Reproduce each of these items verbatim.
— start of Material for the task —
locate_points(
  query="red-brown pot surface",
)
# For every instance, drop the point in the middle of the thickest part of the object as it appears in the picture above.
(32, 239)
— end of Material for the task —
_Answer in full_.
locate_points(
  query="red-brown pot surface",
)
# For every instance, drop the point in the middle of the thickest part of the object as it appears in the picture above.
(32, 239)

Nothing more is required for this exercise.